Stored items from a collection

----

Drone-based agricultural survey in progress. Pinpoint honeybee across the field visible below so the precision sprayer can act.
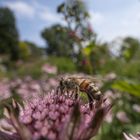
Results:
[57,76,102,109]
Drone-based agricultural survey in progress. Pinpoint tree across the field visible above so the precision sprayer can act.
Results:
[0,8,19,60]
[41,24,73,56]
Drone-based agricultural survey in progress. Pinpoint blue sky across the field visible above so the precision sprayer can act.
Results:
[0,0,140,46]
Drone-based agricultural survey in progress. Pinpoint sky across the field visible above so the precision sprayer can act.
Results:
[0,0,140,47]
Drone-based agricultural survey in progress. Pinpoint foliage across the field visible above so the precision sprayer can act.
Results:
[57,0,92,42]
[42,24,73,56]
[19,42,30,60]
[0,8,19,60]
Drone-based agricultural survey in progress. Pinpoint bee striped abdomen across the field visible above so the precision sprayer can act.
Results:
[79,80,89,92]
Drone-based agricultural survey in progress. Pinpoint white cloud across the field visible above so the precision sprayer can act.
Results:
[6,1,35,17]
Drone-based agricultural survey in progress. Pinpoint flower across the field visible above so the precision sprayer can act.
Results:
[42,64,57,74]
[0,92,111,140]
[123,132,140,140]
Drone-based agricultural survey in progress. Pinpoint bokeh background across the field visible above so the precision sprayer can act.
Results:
[0,0,140,140]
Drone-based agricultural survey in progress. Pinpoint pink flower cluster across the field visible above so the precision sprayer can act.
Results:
[20,93,111,140]
[42,64,57,74]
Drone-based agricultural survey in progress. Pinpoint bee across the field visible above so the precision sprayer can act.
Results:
[57,76,102,109]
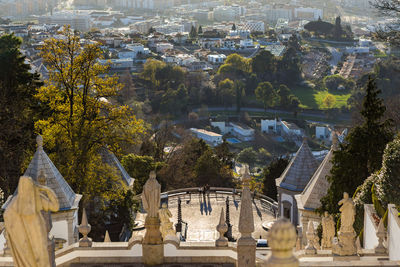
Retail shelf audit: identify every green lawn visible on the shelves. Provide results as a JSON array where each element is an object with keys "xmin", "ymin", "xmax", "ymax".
[{"xmin": 292, "ymin": 87, "xmax": 350, "ymax": 109}]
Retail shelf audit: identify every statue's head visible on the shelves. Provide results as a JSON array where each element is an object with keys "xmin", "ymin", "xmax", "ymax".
[{"xmin": 16, "ymin": 176, "xmax": 38, "ymax": 215}]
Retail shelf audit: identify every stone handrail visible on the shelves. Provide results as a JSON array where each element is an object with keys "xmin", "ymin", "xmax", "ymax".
[{"xmin": 134, "ymin": 187, "xmax": 278, "ymax": 217}]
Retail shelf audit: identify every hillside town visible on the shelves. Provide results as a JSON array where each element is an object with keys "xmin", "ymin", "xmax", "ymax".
[{"xmin": 0, "ymin": 0, "xmax": 400, "ymax": 267}]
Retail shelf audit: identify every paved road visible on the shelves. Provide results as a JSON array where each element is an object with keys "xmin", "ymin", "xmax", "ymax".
[{"xmin": 327, "ymin": 47, "xmax": 343, "ymax": 74}]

----

Set problem - Render the listing above as a numbered list, skipping blank lines and leaving out the pictures.

Task answer -
1. Drone-based agricultural survey in progress. Pinpoint honeybee across the field visible below so the precision sprayer can act.
2. Results:
3. [57,76,102,109]
4. Drone-based agricultural survey in progress. Pinpoint tree across the field visible above so the precision sprayer can act.
5. Results:
6. [0,8,19,60]
7. [41,24,73,56]
8. Drone-based agricultural survey in progress. Pinpoint blue sky across the field visible above so the precision sprayer can act.
9. Results:
10. [0,0,140,46]
11. Drone-based agricultural survey in progress. Pinpoint sky across the field visible above so the precision sprayer can act.
12. Results:
13. [0,0,140,47]
14. Drone-based agricultural survey in progress. Pinpoint foliage across the field visible above so the precision sprayer can act.
15. Results:
16. [57,0,92,42]
17. [42,24,73,56]
18. [19,42,30,60]
19. [0,8,19,60]
20. Drone-based agricultural survey in progress. Pinpoint bee striped abdomen across the field visible above so the precision sprayer can act.
21. Results:
22. [79,80,89,92]
23. Drone-based agricultural survey in progress. Pinpoint white cloud across the field visible above so the precision sprayer can act.
24. Results:
25. [6,1,35,17]
26. Drone-based agricultural survey in progress. Pinpoint flower across the field visible above so the precision sprayer can act.
27. Results:
28. [42,64,57,74]
29. [0,92,111,140]
30. [123,132,140,140]
31. Drone-based agricultural survey in progress. Pinpoint bokeh background across the field visible above so the precision sprayer can act.
32. Results:
33. [0,0,140,140]
34. Drone-based agricultural survey in progress. Pinpoint pink flower cluster across the field visible above so the precision sprayer can act.
35. Results:
36. [20,93,111,140]
37. [42,64,57,74]
38. Drone-based agricultural survey in progress. Pinpoint bee across the field visible above so the precision sprayer can act.
39. Results:
40. [57,76,102,109]
41. Retail shelf audit: identify every green lawn visible on the shelves. Provide results as a JSON array where each element is an object with keys "xmin", "ymin", "xmax", "ymax".
42. [{"xmin": 292, "ymin": 87, "xmax": 350, "ymax": 109}]
43. Retail shelf audit: identify every statue's head visible on the shelves. Provide results as a JSON array where each element is an object with keys "xmin", "ymin", "xmax", "ymax".
44. [{"xmin": 16, "ymin": 176, "xmax": 38, "ymax": 215}]
45. Retail shelf audit: identify every stone handrail visible on the shelves. Provide results as a JSON array where each element is an object with keys "xmin", "ymin", "xmax", "ymax".
46. [{"xmin": 134, "ymin": 187, "xmax": 278, "ymax": 217}]
47. Retail shelf audit: identify every hillside town visible on the shelves. Provide results as a JSON array where each element is an object with keys "xmin", "ymin", "xmax", "ymax".
48. [{"xmin": 0, "ymin": 0, "xmax": 400, "ymax": 267}]
49. Retail shelf audit: identify every paved road visible on the shelves. Provide results as a JSON array where each element is an object with keys "xmin", "ymin", "xmax", "ymax".
50. [{"xmin": 327, "ymin": 47, "xmax": 343, "ymax": 74}]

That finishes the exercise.